### TO BE DONE
Reproduce the lines below from the one that contains "shaped like [387,67]." through the end, inclusive, and add nothing.

### MATERIAL PROVIDED
>> Begin
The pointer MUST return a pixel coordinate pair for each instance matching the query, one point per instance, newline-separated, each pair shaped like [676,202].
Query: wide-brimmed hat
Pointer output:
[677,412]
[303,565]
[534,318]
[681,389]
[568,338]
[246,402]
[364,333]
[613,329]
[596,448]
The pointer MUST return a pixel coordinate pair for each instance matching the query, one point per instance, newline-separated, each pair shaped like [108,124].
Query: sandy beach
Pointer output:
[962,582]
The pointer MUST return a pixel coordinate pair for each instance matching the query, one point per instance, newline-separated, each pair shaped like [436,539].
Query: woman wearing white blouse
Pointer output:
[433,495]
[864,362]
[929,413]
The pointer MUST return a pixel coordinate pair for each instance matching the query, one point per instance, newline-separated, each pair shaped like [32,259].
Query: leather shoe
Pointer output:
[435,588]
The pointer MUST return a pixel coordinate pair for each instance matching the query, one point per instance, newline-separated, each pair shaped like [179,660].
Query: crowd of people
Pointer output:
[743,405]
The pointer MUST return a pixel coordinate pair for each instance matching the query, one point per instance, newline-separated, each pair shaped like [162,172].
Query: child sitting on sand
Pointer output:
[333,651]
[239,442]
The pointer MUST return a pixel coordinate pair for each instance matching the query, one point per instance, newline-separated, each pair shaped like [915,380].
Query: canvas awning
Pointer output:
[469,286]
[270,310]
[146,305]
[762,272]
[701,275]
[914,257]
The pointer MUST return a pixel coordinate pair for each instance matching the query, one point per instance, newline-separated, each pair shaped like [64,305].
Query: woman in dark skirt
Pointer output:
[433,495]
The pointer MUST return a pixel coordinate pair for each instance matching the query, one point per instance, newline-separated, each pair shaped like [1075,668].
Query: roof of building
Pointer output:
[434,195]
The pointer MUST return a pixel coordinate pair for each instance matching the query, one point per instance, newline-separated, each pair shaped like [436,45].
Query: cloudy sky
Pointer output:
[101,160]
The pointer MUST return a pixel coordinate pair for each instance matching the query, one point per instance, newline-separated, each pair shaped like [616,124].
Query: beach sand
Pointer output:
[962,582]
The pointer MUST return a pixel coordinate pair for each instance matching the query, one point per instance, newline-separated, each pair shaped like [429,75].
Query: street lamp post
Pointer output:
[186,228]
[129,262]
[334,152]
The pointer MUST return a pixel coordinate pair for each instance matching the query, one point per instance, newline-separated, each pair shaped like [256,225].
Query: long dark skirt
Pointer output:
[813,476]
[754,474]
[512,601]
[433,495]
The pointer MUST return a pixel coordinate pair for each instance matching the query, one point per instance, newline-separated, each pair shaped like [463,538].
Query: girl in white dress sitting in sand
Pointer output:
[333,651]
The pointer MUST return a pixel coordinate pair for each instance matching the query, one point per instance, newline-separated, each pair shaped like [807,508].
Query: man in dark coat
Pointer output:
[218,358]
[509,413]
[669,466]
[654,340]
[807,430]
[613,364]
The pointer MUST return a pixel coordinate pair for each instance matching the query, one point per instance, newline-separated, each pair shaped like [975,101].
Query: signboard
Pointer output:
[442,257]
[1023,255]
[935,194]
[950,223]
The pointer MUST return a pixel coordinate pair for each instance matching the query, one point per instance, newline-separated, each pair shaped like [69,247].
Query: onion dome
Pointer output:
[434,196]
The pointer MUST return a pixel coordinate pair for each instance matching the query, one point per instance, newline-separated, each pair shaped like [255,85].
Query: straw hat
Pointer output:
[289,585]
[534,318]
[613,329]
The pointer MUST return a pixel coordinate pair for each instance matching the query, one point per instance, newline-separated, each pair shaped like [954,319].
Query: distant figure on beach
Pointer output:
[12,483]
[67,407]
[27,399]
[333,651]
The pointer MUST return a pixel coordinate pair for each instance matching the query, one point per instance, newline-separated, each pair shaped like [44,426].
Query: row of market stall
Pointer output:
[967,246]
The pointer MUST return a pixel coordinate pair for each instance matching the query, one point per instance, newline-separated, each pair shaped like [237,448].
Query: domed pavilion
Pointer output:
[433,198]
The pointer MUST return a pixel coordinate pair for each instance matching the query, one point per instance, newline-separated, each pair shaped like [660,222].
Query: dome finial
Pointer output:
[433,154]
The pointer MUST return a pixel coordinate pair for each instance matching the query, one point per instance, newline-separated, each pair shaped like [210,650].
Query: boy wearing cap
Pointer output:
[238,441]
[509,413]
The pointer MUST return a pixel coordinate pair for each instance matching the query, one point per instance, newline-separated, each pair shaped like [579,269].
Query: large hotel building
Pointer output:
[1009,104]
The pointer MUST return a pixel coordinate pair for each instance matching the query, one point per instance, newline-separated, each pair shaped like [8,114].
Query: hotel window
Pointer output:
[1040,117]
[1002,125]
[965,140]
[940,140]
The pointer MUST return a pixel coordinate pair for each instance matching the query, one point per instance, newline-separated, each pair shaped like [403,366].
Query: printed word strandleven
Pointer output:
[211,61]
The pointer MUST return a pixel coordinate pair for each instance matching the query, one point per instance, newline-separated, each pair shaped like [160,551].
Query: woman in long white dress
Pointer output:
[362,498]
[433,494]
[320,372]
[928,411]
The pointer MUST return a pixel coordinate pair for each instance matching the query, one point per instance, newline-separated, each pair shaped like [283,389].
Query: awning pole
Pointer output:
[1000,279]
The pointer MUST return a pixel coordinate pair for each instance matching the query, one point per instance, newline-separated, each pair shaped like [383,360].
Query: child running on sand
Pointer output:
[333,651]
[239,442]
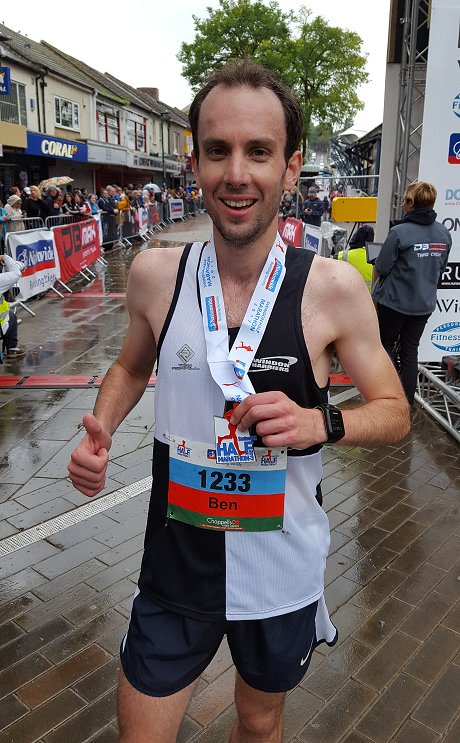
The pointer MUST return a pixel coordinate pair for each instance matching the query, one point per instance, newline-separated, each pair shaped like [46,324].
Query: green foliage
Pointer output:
[322,64]
[239,28]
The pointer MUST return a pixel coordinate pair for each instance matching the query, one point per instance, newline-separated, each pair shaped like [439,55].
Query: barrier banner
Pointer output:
[312,237]
[176,208]
[143,217]
[439,164]
[153,215]
[291,230]
[78,245]
[36,250]
[98,219]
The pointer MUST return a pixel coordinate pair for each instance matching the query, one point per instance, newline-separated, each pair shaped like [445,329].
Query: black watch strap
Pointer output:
[333,422]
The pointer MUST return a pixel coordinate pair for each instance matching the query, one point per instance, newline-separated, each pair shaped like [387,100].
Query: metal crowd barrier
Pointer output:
[61,219]
[24,223]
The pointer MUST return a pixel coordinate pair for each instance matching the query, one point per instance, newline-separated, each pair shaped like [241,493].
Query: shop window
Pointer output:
[136,133]
[66,114]
[13,106]
[108,124]
[176,143]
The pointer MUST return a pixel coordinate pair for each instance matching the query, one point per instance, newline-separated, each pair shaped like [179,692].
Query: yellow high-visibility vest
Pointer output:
[4,310]
[358,258]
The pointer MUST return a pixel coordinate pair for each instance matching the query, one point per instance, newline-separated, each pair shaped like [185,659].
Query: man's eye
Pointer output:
[216,152]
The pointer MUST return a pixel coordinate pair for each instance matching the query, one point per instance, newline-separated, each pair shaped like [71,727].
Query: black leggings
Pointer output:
[406,331]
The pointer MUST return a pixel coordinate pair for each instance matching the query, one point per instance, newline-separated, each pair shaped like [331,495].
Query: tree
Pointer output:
[322,64]
[239,28]
[327,67]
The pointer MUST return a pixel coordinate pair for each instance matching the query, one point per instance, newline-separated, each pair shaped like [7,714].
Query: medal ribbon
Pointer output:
[230,369]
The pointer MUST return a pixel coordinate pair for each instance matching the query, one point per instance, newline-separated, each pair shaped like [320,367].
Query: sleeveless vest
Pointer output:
[213,575]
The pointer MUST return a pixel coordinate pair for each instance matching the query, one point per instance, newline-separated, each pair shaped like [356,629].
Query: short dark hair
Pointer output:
[249,73]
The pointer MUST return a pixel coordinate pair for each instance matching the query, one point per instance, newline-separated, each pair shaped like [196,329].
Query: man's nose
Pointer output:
[236,173]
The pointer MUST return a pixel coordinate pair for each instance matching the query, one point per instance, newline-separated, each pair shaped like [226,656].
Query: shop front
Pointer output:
[58,157]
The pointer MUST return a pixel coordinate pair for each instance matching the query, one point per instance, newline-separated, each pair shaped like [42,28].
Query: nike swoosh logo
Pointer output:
[304,660]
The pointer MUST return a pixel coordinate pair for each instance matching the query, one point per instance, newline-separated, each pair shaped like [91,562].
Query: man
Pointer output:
[287,208]
[313,208]
[8,321]
[201,576]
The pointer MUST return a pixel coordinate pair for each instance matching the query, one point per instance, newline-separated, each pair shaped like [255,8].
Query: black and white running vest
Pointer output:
[213,575]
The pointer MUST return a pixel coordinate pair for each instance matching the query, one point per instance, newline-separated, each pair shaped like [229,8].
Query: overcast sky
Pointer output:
[138,42]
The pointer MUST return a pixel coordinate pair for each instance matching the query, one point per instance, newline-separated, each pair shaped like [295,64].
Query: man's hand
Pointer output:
[280,421]
[89,461]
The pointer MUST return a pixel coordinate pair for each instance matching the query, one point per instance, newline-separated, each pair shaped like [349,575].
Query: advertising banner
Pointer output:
[440,165]
[143,217]
[312,238]
[176,208]
[78,245]
[5,81]
[36,250]
[291,230]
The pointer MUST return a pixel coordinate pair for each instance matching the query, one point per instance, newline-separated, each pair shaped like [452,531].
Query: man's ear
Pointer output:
[195,168]
[293,169]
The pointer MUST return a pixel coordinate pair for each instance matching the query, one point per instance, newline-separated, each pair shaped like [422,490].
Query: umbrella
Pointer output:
[58,180]
[153,186]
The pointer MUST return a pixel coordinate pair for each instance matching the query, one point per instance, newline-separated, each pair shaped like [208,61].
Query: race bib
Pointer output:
[246,496]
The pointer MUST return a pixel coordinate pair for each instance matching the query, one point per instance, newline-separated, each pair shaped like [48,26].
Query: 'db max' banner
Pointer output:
[78,245]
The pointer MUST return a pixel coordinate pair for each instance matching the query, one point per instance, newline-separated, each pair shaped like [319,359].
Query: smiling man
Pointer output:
[236,539]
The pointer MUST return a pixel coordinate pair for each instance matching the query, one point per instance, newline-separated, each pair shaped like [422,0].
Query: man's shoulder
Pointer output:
[331,279]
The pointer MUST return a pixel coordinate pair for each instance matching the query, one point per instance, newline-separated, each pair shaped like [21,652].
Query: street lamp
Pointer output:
[164,116]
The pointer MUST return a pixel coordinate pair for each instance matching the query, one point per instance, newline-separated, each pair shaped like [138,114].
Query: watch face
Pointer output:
[336,429]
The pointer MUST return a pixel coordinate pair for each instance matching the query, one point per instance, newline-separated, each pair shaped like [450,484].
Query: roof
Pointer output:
[38,54]
[104,83]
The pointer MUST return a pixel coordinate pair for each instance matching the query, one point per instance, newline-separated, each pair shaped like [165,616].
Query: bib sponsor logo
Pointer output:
[269,459]
[447,336]
[273,363]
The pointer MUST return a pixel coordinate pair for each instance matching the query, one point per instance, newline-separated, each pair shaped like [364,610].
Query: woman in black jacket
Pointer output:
[409,265]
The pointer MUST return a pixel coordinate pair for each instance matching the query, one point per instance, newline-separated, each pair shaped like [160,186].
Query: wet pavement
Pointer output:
[393,575]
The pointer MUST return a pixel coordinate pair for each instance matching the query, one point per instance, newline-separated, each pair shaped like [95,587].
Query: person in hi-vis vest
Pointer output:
[355,253]
[8,321]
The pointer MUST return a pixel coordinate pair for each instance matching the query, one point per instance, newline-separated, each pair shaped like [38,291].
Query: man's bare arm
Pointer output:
[346,318]
[128,377]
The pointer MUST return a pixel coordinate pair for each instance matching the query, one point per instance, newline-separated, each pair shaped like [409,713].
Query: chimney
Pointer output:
[151,91]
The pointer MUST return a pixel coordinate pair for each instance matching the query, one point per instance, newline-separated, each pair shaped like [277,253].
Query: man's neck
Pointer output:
[243,264]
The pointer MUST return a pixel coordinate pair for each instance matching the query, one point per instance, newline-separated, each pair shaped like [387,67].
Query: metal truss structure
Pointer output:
[439,396]
[414,58]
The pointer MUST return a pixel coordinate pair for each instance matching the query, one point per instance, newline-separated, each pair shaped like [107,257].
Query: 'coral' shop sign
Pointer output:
[44,145]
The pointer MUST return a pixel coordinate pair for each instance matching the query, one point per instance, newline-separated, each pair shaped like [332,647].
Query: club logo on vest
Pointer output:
[185,353]
[183,450]
[269,459]
[273,363]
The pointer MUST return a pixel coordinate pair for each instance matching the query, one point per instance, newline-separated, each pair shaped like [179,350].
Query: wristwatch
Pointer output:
[333,422]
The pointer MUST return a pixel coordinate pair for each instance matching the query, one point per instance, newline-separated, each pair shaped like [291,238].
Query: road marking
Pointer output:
[41,531]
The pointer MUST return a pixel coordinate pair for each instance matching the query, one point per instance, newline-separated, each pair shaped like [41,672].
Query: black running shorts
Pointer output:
[163,652]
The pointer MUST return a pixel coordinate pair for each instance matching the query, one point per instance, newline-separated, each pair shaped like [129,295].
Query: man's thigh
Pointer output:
>> End
### RESPONSE FOR THIS EXERCISE
The pointer MUST return a pixel coordinate pair for each instance matching the query, one point per instance, newline-separated, each pair shaped like [387,67].
Query: metal truss structure
Pointer output:
[439,396]
[414,58]
The pointer MUST return a pixel coordinate pair for each instance matching the query, one point per instance, newline-separated, each pair shaped like [107,257].
Query: 'coral' shop sign
Pointer output:
[44,145]
The pointer MUST return a pixel coordinate pair for each instance matching the query, one point per instance, newline-separated, each pair shaped like [332,647].
Query: club logo on vest
Pointer output:
[185,353]
[183,450]
[269,459]
[273,363]
The pointer MUST return a pixel coordinate pair for each instance matching the query, one point per instance, newline-separated, each pair shaped like [179,350].
Query: wristwatch
Pointer output:
[333,422]
The pointer MUST return a pixel coordinate pair for each instance matching the query, one point per instance, newline-separated, each pair shaped like [291,238].
Query: road marking
Pointer output:
[41,531]
The pointer MUST return a pixel coordinate pair for each instance matching the query, one point per instance, newline-separated, each pair shaped like [41,672].
Query: black running shorts
Pointer output:
[163,652]
The pointer MUST return a pixel coordinate pair for each instance matching the query, one point per instance, newline-separated, each pair shaped like [129,295].
Query: man's thigh
Pointer output:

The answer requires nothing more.